- Trecho do documento:
O sangue flui de modo contínuo e em uma única direção dentro das cavidades cardíacas, não produzindo nenhum barulho. O sopro cardíaco é um som que pode ser escutado quando há interferência neste fluxo, havendo turbulência do sangue dentro do coração. O sopro geralmente surge por problemas nas válvulas cardíacas, mas em crianças e em pessoas jovens saudáveis ele pode ser um achado inocente, sem nenhum significado clínico.
O sopro costuma ser identificado durante o exame físico médico, através da ausculta cardíaca com o estetoscópio.
Antes de falarmos do sopro cardíaco propriamente dito, precisamos dar uma passada rápida na anatomia e na fisiologia básica do coração. Para compreender termos como sopro sistólico, sopro de regurgitação ou sopro por insuficiência mitral, é preciso primeiro entender o que são as válvulas cardíacas e como o sangue normalmente flui entre as estruturas do coração. Leia com atenção as próximas linhas pois o seu entendimento é essencial para a compreensão do resto do texto. Utilizarei algumas figuras para ajudar.
Como funciona o coração?
O coração é dividido em 4 câmaras:
– Átrio (ou aurícula) esquerdo
– Átrio (ou aurícula) direito
– Ventrículo esquerdo
– Ventrículo direito
O sangue chega ao coração por 2 maneiras:
1- O sangue que chega à parte esquerda do coração vem dos pulmões, entra pelo átrio esquerdo, passa ao ventrículo esquerdo e depois é bombeado de volta ao corpo. Este sangue é representado pela cor vermelha na figura abaixo.
2- O sangue depois de passar por todo o corpo, retorna ao coração. Agora ele chega pelo átrio direito, passa para o ventrículo direito e é finalmente bombeado em direção aos pulmões, onde depois de oxigenado retorna ao coração pelo átrio esquerdo com explicado no item 1. Este sangue é representado pela cor azul na figura abaixo.
circulação cardíaca
O sangue não circula livremente dentro do coração. Existem 4 válvulas que servem de porta, abrindo-se e fechando-se de modo a impedir que o sangue retorne de uma cavidade para outra. Uma vez dentro dos ventrículos, o sangue já não retorna mais de volta para os átrios, e quando dentro das artérias, o sangue também já não mais retorna aos ventrículos. Graças as válvulas, o sangue flui somente em uma única direção: veia »» átrio »» ventrículo »» artéria.

- Tarefa A: Reproduza fielmente a parte do texto sobre o sopro cardíaco, começando em "O sangue flui de" e indo até "com o estetoscópio.".
- Tarefa B: Retome o texto sobre o sopro cardíaco e dê continuidade a ele logo após a última frase.

(Descrições de objetos em texto livre)

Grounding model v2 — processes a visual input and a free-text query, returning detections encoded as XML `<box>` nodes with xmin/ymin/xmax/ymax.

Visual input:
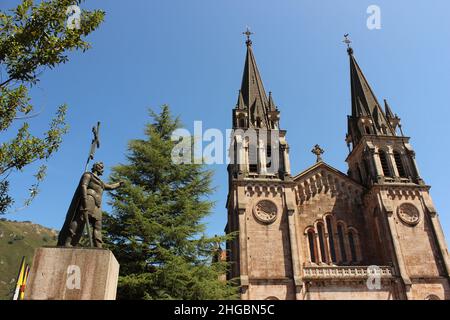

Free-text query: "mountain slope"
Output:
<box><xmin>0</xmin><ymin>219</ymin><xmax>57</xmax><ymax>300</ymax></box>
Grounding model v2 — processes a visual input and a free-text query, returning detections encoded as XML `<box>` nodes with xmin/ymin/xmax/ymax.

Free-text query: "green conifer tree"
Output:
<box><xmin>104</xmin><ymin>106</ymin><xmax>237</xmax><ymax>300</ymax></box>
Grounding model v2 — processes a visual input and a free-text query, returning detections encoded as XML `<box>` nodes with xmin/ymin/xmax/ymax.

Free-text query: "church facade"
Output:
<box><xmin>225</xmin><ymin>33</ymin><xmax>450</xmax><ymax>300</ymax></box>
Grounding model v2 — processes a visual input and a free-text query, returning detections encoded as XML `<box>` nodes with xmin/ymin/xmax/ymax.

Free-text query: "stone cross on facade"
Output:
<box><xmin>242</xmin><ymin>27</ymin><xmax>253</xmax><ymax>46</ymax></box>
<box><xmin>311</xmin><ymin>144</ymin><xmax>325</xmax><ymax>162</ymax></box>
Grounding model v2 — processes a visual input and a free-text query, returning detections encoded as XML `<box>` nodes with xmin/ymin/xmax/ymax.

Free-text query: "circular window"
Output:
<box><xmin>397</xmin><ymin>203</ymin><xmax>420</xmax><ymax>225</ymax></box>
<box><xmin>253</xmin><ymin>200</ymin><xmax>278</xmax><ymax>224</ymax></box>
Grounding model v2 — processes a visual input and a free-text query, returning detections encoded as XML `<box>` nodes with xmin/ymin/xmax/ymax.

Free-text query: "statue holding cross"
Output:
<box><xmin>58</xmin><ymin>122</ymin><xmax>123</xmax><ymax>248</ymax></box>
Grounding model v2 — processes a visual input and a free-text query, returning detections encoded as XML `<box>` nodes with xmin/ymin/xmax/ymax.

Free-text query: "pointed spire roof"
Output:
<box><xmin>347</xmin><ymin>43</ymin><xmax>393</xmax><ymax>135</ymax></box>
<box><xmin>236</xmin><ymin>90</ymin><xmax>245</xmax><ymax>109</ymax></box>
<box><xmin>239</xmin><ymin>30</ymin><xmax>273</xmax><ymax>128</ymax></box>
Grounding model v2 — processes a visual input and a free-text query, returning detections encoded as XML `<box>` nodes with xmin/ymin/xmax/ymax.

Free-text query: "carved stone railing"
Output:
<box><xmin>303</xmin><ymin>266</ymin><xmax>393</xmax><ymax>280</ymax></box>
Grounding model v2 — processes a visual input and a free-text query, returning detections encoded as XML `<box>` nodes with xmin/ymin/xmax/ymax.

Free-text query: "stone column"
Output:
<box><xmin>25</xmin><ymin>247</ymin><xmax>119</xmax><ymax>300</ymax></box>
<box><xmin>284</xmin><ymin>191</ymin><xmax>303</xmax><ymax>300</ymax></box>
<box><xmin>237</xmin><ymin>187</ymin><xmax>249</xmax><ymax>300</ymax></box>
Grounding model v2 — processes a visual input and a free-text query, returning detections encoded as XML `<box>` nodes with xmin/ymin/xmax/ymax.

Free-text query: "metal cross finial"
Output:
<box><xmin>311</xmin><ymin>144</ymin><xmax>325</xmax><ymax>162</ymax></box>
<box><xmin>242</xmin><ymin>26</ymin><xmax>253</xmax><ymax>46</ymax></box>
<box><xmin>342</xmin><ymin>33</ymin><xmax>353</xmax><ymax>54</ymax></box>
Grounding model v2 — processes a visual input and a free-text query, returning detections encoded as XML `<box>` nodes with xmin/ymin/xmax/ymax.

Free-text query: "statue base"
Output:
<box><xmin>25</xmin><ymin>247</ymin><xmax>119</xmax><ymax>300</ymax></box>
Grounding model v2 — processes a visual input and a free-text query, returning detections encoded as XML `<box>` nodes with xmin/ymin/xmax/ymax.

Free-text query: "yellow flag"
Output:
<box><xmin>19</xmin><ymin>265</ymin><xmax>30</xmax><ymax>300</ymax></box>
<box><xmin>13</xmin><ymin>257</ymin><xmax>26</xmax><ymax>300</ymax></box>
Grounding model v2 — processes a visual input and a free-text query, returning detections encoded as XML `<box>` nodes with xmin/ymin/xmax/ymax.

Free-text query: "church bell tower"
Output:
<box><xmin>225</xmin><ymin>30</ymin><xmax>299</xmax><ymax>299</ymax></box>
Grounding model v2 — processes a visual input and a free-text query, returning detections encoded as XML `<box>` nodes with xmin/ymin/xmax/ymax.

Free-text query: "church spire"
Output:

- Resultado da tarefa A:
O sangue flui de modo contínuo e em uma única direção dentro das cavidades cardíacas, não produzindo nenhum barulho. O sopro cardíaco é um som que pode ser escutado quando há interferência neste fluxo, havendo turbulência do sangue dentro do coração. O sopro geralmente surge por problemas nas válvulas cardíacas, mas em crianças e em pessoas jovens saudáveis ele pode ser um achado inocente, sem nenhum significado clínico.
O sopro costuma ser identificado durante o exame físico médico, através da ausculta cardíaca com o estetoscópio.

- Resultado da tarefa B:
Válvulas do coração direito:
– Válvula tricúspide – localiza-se entre o átrio direito e o ventrículo direito.
– Válvula pulmonar – localiza-se entre o ventrículo direito e a artéria pulmonar
Válvulas do coração esquerdo:
– Válvula mitral – localiza-se entre o átrio esquerdo e o ventrículo esquerdo
– Válvula aórtica – localiza-se entre o ventrículo direito e a artéria aorta.
Válvulas cardíacas
Como é um sopro cardíaco?
Como todos já sabemos, quando auscultamos o coração com um estetoscópio é possível ouvi-lo batendo: “tum-tum…tum-tum…tum-tum…tum-tum”
Ouça os sons cardíacos normais:
http://www.dundee.ac.uk/medther/Cardiology/audio/normal.wav
Mas por que o coração faz dois sons de cada vez (“tum-tum…tum-tum…tum-tum”) em vez de apenas um (“tum…tum…tum”)?
Na verdade, ao contrário do que se pensa, esses sons não são pelo batimento do coração, mas sim pelo fechamento das suas válvulas. O primeiro “tum” é produzido pelo fechamento das válvulas mitral e tricúspide que impedem o retorno do sangue aos átrios enquanto os ventrículos se contraem. O segundo “tum” ocorre pelo fechamento das válvulas aórtica e pulmonar, impedindo que o sangue que já foi lançado em direção as artérias retorne aos ventrículos. Enquanto a mitral e a tricúspide estão fechadas, a aórtica e pulmonar estão abertas e vice-versa.
Esse “tum”, causado pelas válvulas, recebe o nome de bulha ou som cardíaco. Descrevemos o batimento cardíaco normal como bulhas em 2 tempos ou sons cardíacos em 2 tempos.
O sopro ocorre toda vez que há algum defeito nas válvulas, fazendo com que o sangue não flua de modo correto dentro do coração.
Existem 2 defeitos básicos:
– Estenose valvar = Quando a válvula se torna endurecida e não consegue mais se abrir completamente, o sangue acaba tendo dificuldade de passar de uma câmara para outra. Esse turbilhonamento produz o sopro. Se a válvula estenosada é a aórtica, chamamos de sopro por estenose aórtica. Se o defeito for na válvula tricúspide, sopro por estenose tricúspide, e assim por diante.
– Regurgitação ou insuficiência valvar: Quando a válvula não se fecha completamente, ela acaba permitindo refluxo do sangue na direção contrária. Esse tipo de fluxo retrógrado também produz turbilhonamento e, consequentemente, um sopro. Por isso, temos o sopro de insuficiência mitral, insuficiência aórtica, etc.
Enquanto a válvula normal produz um som do tipo “tum-tum”, as válvulas doentes e com sopro fazem algo tipo “tuuuush-tum” ou “tum-tuuuush”.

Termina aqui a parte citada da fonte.